Die breite Palette des Lebens - Integrationsbeauftragter Stojan Gugutschkow im Interview

Wenn Stojan Gugutschkow Gäste durch Leipzig führt, fragen diese häufig: „Wieso gibt es hier so wenig Ausländer?“ Da muss er sich fast verteidigen und sagen: „Das sind doch gar nicht so wenige!“ Aber natürlich ist ein Migranten-Anteil von 10 % im Vergleich zu anderen westdeutschen oder europäischen Städten, die einen Anteil von 20 oder 30 % haben, wenig. Doch kommen auch in Leipzig jedes Jahr neue Einwanderer hinzu, und deren Integration ist eine Herausforderung für alle Beteiligten: die Migranten/innen selbst, die Stadtbevölkerung und die Kommune. Unterstützend wirkt dabei das Referat für Migration und Integration der Stadt Leipzig. Die KiPPE sprach mit dessen Leiter Stojan Gugutschkow über Aufgaben, Herausforderungen, Ressentiments und Erfolge auf Leipzigs Weg in eine immer vielfältigere Stadtgesellschaft.

KiPPE: Bitte fassen Sie die wichtigsten Aufgaben des Referats für Migration und Integration zusammen.
Stojan Gugutschkow: Der Auftrag war von Anfang an, also seit 1990, Integration zu fördern und Benachteiligung sowie Diskriminierung der hierlebenden Migranten abzubauen. Dahinter steckt eine ganze Menge: Information, Beratung, Vermittlung, Konfliktmanagement, Öffentlichkeitsarbeit, Antidiskriminierungsarbeit, Vernetzung, Projektförderung, Projektbegleitung usw. Wir wirken sowohl in die Stadtverwaltung hinein, als auch nach außen. Und das nicht nur in Bezug auf Migranten, sondern auf die Stadtgesellschaft insgesamt, weil Integration eine gesamtgesellschaftliche Aufgabe ist. Glücklicherweise haben wir viele Partner in der Stadt. Allein wäre das nicht zu schaffen.
Was wir nicht tun, das sind die ausländerrechtlichen Verfahren, mit denen man sich an die Ausländerbehörde wenden muss. Insofern gibt es bei uns weder Bescheinigungen, noch Stempel, sondern Informationen, Rat, Hilfe und Vermittlung in Bezug auf die verschiedenen Aspekte des städtischen Lebens – von der Kita bis hin zur Bestattung. In dem, was wir tun, wird die breite Palette des alltäglichen Lebens abgebildet.

Was sind die häufigsten Gründe für Migration?

Arbeitsaufträge >>
• 1. Übertragen Sie aus dem Interview mit Stojan Gugutschkow die Stelle von „Was wir nicht“ bis einschließlich „Gründe für Migration?“ wortgetreu.
• 2. Wiederholen Sie aus den Datensätzen wortgetreu alle Zeilen von der Zeile mit „The service SHOULD locate every instance of the rooftop“ bis einschließlich der letzten Zeile der Datensätze.

Datenauszüge >>
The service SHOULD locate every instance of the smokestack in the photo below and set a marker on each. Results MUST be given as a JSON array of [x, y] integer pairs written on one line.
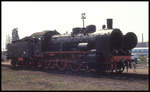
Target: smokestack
[[142, 38], [109, 23]]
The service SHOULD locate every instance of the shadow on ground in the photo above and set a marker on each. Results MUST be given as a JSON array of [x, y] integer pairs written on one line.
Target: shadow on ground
[[123, 76]]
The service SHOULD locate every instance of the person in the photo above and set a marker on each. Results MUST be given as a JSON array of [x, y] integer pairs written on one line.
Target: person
[[127, 65], [133, 65]]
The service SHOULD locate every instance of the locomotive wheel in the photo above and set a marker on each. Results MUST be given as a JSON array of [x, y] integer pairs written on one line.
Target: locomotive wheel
[[61, 65], [74, 67]]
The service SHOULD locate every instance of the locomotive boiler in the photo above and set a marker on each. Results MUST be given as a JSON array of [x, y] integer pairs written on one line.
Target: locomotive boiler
[[84, 49]]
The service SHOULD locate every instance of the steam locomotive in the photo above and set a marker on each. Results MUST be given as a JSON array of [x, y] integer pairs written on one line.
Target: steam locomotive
[[84, 49]]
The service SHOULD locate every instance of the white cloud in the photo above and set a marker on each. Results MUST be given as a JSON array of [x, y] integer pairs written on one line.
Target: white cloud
[[32, 17]]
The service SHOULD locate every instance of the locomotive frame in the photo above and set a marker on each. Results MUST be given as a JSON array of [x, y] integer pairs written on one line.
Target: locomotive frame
[[103, 51]]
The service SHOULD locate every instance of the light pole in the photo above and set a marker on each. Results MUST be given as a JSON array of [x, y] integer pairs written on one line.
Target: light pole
[[83, 17]]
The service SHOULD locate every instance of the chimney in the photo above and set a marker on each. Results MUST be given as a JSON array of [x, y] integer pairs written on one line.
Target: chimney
[[142, 38], [109, 23]]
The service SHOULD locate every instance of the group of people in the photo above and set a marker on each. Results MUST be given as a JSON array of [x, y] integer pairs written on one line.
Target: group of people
[[130, 64]]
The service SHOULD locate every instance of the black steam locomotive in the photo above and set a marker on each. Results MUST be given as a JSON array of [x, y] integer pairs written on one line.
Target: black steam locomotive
[[85, 49]]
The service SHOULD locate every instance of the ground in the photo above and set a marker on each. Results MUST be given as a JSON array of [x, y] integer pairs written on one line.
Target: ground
[[31, 79]]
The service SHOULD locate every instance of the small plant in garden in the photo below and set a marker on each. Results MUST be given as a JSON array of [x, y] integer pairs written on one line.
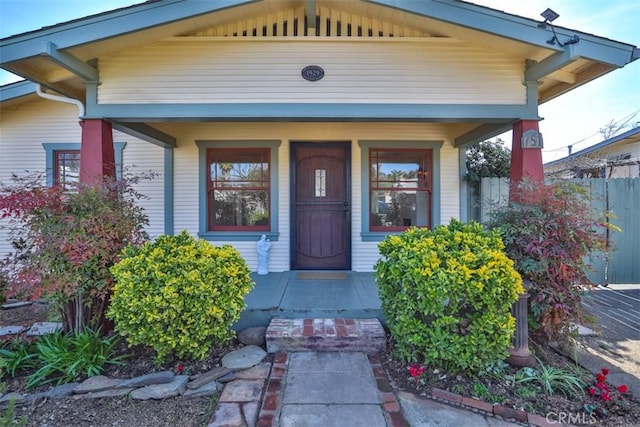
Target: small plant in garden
[[179, 295], [447, 295], [61, 357], [417, 373], [550, 231], [65, 242], [551, 380], [605, 398]]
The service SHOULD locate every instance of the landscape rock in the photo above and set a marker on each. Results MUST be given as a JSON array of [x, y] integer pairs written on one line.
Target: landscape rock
[[57, 392], [95, 384], [244, 358], [259, 371], [12, 330], [253, 336], [18, 304], [162, 377], [43, 328], [16, 397], [228, 415], [114, 392], [227, 378], [208, 389], [162, 391], [208, 377]]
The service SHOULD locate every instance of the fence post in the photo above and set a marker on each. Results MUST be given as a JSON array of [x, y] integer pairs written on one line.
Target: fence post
[[520, 355]]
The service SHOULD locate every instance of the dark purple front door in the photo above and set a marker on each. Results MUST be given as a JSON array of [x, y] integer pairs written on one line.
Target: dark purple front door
[[321, 207]]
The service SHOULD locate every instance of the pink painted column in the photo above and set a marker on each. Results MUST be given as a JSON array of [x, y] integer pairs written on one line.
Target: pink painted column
[[526, 164], [97, 158]]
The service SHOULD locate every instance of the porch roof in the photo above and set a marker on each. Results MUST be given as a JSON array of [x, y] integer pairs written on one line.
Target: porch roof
[[62, 57]]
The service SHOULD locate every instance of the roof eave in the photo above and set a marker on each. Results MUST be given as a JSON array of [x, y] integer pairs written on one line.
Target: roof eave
[[107, 25]]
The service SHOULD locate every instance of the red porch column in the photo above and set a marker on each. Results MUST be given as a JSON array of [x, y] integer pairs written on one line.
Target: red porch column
[[526, 164], [97, 158]]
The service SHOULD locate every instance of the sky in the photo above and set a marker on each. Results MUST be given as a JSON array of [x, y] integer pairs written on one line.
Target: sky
[[573, 119]]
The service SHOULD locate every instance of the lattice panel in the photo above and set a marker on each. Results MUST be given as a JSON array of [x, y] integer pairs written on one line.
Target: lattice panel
[[293, 23]]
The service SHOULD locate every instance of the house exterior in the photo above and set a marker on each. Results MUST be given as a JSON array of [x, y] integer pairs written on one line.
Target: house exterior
[[323, 124], [615, 157]]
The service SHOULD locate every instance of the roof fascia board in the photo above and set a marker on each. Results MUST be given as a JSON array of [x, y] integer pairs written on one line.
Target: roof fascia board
[[146, 133], [552, 63], [481, 133], [598, 146], [108, 25], [514, 27], [71, 63], [17, 90], [310, 112]]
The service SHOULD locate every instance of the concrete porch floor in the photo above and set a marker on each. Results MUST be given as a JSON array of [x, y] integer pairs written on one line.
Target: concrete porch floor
[[310, 294]]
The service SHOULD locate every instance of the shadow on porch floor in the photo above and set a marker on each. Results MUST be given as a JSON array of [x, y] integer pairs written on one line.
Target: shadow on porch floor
[[309, 294]]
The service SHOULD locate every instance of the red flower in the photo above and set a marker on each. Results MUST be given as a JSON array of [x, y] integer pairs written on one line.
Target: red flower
[[416, 371]]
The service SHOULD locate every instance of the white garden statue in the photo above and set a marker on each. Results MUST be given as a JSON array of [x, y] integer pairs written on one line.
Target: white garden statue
[[263, 247]]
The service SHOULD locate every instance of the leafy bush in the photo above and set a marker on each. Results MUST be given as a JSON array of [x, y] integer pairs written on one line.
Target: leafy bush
[[549, 231], [179, 295], [61, 357], [552, 380], [447, 295], [64, 243]]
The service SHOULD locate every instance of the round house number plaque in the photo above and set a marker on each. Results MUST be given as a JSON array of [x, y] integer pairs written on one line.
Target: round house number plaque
[[312, 73]]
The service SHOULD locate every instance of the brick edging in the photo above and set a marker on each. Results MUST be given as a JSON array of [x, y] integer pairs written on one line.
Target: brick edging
[[494, 410], [272, 398]]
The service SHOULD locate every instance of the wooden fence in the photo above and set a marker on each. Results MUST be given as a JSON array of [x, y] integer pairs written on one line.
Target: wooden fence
[[620, 196]]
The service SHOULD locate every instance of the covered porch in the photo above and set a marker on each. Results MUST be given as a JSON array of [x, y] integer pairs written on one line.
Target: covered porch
[[310, 294]]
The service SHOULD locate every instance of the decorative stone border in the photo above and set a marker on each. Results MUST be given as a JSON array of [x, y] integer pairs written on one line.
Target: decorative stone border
[[497, 410]]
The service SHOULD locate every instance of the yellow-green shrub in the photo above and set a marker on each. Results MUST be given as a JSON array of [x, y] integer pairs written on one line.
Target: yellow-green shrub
[[447, 294], [178, 295]]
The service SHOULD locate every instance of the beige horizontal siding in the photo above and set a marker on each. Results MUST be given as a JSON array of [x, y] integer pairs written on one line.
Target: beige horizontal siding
[[226, 71]]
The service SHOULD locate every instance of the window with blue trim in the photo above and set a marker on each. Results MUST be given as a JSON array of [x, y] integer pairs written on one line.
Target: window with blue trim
[[238, 196], [63, 162], [238, 188], [400, 184], [66, 164]]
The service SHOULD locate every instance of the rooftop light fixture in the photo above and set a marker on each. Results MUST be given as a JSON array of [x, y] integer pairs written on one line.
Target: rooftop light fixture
[[550, 16]]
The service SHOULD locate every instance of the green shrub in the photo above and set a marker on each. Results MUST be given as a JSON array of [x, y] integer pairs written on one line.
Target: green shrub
[[61, 357], [179, 295], [550, 231], [447, 294]]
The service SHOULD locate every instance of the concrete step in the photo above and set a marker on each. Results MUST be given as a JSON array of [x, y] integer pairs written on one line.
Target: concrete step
[[292, 335]]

Lösungen nach Aufgaben >>
• 1.
Was wir nicht tun, das sind die ausländerrechtlichen Verfahren, mit denen man sich an die Ausländerbehörde wenden muss. Insofern gibt es bei uns weder Bescheinigungen, noch Stempel, sondern Informationen, Rat, Hilfe und Vermittlung in Bezug auf die verschiedenen Aspekte des städtischen Lebens – von der Kita bis hin zur Bestattung. In dem, was wir tun, wird die breite Palette des alltäglichen Lebens abgebildet.

Was sind die häufigsten Gründe für Migration?

• 2.
The service SHOULD locate every instance of the rooftop light fixture in the photo above and set a marker on each. Results MUST be given as a JSON array of [x, y] integer pairs written on one line.
Target: rooftop light fixture
[[550, 16]]
The service SHOULD locate every instance of the green shrub in the photo above and set a marker on each. Results MUST be given as a JSON array of [x, y] integer pairs written on one line.
Target: green shrub
[[61, 357], [179, 295], [550, 231], [447, 294]]
The service SHOULD locate every instance of the concrete step in the photo above and set a marker on each. Results MUST be given as a JSON array of [x, y] integer pairs written on one line.
Target: concrete step
[[292, 335]]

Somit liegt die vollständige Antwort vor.